* **EXERCISE TASKS**:
1) Return the passage of the wisdom tooth essay between "Some things should" and "terror in mine.", inclusive.
2) Answer these questions using the wisdom tooth essay, one per line:
(a) On what day of last week did the extraction happen?
(b) How many ideas are human beings said to have float through their minds in a single day?
(c) For how long had the tooth been encased?
3) List every passage that the wisdom tooth essay places inside quotation marks.

* **EXCERPT**:
Some things should not be done late in life. Having a wisdom tooth extracted, for example.
That is what I underwent on Tuesday of last week. Let me assure you – – there have to be many better ways of celebrating Mardi Gras.
Getting out an old tooth, impacted, close to the bone and cozying up to a nerve, amounts to a first-class ordeal, I discovered. Even my surgeon, highly skilled and experienced, had a hard time with my mouth. I could see it in his eyes, only a foot away from mine. Undoubtedly, he could see the terror in mine.
Heavily Novocained or not, you don’t feel comfortable when your gum is cut away and your subterranean tooth is grabbed by steel extraction instruments. Then, when this approach does not work and the dentist has to break up the tooth by drilling it apart, that, too, does not provide highly pleasing sensations.
We human beings are said to have some 65,000 ideas float through our minds in the course of a single day. During this surgery, all but two of mine remained on hold
The first was, “When will this operation ever end?” And the second, “Which of all the horrible injuries mentioned in the pre-operative consent form are going to happen to me?” At this point, I might have gladly settled for a broken jaw.
Please understand, my dental surgeon is one of the nicest guys in the whole world and I would recommend his services to anyone. I also care about him as a friend. So I attribute the travail detailed here to the nature of my mouth and none at all to my dentist.
He ranks as the most considerate and solicitous professional you could meet. But no one has ever accused me of being normal. He himself told me, “Your bone was like concrete.”
That tooth had been encased there for more than fifty years. And, until this past autumn, it found my mouth a comfortable lodging place. Then it suddenly announced its presence by ballooning up the left side of my face.
The signs immediately before the operation were not favorable. I ran into Eric, one of the many workers who are doing macrocosmic surgery on our neighborhood by implanting an 80-foot water tank 35 feet under the street next to ours. When I told him of my destination, he looked at me and said tactfully, “You should have had it out 30 years ago.” Some kind of encouragement!

* **RAW DATA**:
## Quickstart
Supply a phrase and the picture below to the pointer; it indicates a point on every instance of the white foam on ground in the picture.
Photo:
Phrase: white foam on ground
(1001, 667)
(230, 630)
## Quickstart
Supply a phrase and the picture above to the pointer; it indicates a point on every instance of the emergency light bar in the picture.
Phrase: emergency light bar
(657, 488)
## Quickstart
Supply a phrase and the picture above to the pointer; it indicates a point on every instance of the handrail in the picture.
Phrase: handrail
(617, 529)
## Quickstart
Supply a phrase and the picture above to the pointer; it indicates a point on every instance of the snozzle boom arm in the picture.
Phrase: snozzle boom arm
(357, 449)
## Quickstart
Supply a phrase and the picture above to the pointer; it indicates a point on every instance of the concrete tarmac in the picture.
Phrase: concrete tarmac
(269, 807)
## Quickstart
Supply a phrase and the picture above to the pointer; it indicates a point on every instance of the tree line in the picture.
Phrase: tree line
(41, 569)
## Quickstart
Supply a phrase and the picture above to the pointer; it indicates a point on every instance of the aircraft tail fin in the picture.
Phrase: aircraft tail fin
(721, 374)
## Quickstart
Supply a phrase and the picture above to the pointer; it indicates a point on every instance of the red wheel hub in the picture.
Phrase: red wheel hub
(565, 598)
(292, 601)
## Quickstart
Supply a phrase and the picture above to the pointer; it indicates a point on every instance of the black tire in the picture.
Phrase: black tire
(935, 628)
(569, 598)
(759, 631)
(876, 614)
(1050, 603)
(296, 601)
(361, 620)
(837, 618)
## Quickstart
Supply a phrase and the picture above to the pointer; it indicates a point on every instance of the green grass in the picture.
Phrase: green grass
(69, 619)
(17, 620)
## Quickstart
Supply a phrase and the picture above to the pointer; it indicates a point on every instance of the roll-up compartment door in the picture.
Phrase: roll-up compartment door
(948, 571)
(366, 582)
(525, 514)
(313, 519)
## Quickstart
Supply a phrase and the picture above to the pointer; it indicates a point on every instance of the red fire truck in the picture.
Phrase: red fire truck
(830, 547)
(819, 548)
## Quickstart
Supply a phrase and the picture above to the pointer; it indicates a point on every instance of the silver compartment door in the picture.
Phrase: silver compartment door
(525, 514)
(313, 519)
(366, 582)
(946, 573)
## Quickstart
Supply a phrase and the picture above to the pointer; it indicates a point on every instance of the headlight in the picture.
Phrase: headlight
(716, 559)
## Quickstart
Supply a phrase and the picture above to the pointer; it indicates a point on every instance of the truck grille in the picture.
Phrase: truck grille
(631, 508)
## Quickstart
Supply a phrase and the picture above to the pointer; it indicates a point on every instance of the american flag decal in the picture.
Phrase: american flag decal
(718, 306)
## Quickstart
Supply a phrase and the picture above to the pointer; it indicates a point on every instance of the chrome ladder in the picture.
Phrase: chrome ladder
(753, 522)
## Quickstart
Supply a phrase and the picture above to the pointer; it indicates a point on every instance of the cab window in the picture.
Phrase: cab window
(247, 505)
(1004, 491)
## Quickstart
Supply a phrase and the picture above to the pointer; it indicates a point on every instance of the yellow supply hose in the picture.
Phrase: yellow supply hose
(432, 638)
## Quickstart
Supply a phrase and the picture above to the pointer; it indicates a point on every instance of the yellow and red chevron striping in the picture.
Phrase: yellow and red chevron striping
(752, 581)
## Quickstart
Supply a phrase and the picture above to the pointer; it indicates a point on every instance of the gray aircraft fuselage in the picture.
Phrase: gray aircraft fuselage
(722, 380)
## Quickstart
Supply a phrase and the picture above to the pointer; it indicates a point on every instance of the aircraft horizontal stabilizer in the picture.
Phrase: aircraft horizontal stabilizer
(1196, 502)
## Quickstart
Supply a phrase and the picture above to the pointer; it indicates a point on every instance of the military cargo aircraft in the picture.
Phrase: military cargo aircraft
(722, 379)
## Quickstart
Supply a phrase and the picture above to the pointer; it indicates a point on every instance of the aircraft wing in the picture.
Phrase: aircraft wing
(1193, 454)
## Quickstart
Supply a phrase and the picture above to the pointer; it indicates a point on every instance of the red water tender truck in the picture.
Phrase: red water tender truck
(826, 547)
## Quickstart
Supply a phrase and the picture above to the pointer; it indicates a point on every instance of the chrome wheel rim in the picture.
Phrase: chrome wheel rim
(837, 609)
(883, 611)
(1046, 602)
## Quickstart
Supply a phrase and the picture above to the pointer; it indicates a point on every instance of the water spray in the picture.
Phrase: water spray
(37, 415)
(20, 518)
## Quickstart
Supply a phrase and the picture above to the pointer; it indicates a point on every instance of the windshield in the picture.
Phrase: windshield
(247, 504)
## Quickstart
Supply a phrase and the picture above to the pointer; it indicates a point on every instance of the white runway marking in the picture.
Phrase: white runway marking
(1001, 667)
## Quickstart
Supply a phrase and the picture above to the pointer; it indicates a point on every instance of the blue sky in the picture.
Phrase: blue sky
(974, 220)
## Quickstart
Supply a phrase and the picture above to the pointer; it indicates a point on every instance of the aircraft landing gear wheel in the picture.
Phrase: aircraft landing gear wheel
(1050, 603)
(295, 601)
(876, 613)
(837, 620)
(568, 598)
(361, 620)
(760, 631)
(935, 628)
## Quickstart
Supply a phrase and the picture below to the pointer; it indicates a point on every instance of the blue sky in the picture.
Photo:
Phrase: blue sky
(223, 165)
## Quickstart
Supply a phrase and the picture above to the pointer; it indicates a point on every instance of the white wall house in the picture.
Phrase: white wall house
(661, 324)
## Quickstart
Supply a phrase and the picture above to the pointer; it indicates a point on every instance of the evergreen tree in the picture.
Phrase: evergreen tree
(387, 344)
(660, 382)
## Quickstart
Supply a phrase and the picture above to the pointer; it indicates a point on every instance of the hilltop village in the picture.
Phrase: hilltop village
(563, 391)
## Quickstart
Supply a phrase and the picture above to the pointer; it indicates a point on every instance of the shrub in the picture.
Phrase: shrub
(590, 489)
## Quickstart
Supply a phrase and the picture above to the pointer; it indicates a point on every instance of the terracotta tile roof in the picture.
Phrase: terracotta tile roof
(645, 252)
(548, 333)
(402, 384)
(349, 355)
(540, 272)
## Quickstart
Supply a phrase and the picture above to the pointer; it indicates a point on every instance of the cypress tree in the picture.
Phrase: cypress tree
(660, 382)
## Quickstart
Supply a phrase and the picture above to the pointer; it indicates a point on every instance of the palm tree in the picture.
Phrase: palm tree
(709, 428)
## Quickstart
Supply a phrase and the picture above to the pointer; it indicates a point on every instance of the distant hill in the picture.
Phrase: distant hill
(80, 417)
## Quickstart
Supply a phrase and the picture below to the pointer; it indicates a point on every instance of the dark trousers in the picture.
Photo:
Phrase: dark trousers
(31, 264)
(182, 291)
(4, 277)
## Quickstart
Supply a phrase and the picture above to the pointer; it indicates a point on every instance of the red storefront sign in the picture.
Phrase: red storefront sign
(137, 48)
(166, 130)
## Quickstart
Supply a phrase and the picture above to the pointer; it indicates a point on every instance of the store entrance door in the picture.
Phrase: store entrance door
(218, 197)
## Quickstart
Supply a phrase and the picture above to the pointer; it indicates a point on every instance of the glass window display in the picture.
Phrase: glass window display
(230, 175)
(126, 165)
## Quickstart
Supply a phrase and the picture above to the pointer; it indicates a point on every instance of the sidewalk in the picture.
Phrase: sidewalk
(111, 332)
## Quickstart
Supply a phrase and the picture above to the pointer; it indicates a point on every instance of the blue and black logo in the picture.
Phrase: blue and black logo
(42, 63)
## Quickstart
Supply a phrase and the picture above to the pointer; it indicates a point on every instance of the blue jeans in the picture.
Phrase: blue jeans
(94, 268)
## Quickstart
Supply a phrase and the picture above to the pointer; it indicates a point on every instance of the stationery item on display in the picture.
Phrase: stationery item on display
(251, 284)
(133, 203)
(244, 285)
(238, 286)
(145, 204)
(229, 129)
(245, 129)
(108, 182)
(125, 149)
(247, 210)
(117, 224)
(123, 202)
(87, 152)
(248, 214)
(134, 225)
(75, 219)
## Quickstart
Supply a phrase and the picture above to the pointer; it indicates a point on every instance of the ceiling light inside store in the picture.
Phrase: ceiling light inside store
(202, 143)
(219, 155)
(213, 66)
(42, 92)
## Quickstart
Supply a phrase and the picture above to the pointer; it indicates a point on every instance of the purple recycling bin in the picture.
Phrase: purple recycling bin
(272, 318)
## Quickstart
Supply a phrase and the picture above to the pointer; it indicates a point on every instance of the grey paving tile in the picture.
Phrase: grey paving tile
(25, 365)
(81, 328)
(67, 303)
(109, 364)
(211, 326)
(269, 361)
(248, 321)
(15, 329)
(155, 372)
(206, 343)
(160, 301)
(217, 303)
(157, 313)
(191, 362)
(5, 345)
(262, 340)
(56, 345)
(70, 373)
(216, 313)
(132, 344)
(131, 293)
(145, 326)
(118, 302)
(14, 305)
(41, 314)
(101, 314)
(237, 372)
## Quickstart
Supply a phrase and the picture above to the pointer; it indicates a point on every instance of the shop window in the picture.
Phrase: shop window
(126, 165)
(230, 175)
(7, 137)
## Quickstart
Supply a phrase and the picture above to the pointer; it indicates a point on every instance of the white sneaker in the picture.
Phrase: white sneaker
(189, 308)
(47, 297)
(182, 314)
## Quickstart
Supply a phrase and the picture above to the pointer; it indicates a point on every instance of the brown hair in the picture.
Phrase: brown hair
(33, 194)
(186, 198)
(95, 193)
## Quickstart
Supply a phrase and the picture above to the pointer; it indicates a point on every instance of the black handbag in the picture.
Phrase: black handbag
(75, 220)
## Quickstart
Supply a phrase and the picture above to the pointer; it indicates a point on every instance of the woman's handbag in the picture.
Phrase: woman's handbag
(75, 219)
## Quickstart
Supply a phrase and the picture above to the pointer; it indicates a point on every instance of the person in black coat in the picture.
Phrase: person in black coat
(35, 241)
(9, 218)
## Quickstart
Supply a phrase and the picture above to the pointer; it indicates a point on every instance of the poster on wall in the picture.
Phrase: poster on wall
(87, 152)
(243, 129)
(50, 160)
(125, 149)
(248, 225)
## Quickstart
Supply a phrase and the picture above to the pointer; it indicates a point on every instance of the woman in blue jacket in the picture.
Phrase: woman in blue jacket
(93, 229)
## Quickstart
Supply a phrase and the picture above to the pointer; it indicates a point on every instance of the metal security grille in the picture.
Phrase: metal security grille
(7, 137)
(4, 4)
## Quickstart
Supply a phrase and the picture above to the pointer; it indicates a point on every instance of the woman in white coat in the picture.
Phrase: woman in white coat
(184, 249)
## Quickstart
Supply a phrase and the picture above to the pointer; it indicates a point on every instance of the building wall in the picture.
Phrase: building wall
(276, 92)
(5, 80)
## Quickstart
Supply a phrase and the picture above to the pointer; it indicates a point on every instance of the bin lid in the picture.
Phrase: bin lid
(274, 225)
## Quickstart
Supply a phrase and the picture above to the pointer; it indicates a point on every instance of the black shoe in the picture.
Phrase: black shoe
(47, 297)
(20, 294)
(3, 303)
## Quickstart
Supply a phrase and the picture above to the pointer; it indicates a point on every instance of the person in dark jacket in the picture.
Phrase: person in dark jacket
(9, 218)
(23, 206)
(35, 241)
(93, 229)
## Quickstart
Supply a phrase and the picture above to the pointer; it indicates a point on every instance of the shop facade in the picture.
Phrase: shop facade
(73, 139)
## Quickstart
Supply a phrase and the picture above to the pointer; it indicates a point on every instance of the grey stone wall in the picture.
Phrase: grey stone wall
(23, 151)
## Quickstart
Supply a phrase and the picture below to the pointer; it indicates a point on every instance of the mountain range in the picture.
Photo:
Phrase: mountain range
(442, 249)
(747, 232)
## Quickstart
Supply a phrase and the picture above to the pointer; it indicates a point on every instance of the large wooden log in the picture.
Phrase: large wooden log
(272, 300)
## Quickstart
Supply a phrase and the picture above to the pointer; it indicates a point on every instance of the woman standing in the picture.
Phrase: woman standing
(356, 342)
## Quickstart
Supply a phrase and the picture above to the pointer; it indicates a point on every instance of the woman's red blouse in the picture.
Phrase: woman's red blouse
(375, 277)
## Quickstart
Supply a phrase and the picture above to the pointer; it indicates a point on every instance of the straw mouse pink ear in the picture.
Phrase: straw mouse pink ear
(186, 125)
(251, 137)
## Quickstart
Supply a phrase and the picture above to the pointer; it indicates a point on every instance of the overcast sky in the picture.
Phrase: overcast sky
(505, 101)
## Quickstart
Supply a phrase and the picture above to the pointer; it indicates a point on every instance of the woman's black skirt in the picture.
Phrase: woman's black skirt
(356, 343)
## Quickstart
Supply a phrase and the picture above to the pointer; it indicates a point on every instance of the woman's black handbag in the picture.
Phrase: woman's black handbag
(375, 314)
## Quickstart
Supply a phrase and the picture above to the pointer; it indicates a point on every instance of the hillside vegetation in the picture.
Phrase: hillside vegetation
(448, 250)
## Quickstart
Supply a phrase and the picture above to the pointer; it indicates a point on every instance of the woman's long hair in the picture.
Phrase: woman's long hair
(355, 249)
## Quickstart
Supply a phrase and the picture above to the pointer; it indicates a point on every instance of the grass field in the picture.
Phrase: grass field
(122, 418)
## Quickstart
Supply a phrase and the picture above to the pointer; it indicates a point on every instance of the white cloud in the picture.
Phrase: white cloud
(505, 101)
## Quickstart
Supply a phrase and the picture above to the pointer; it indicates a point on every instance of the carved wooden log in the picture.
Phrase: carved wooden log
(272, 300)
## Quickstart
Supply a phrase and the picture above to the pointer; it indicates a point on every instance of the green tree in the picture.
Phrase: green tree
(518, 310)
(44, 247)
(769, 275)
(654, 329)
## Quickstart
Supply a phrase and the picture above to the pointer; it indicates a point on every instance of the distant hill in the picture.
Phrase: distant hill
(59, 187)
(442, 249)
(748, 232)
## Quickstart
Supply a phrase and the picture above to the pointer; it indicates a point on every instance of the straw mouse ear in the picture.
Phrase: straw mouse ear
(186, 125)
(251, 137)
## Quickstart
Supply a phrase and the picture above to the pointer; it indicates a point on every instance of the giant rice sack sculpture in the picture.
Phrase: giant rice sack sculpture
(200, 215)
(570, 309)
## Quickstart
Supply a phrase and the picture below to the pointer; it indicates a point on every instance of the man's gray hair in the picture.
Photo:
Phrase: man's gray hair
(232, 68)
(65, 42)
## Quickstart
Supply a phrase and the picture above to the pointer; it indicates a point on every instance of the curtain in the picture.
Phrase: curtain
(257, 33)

* **TASK SOLUTIONS**:
1)
Some things should not be done late in life. Having a wisdom tooth extracted, for example.
That is what I underwent on Tuesday of last week. Let me assure you – – there have to be many better ways of celebrating Mardi Gras.
Getting out an old tooth, impacted, close to the bone and cozying up to a nerve, amounts to a first-class ordeal, I discovered. Even my surgeon, highly skilled and experienced, had a hard time with my mouth. I could see it in his eyes, only a foot away from mine. Undoubtedly, he could see the terror in mine.

2)
(a) Tuesday
(b) Some 65,000
(c) More than fifty years

3)
"When will this operation ever end?"
"Which of all the horrible injuries mentioned in the pre-operative consent form are going to happen to me?"
"Your bone was like concrete."
"You should have had it out 30 years ago."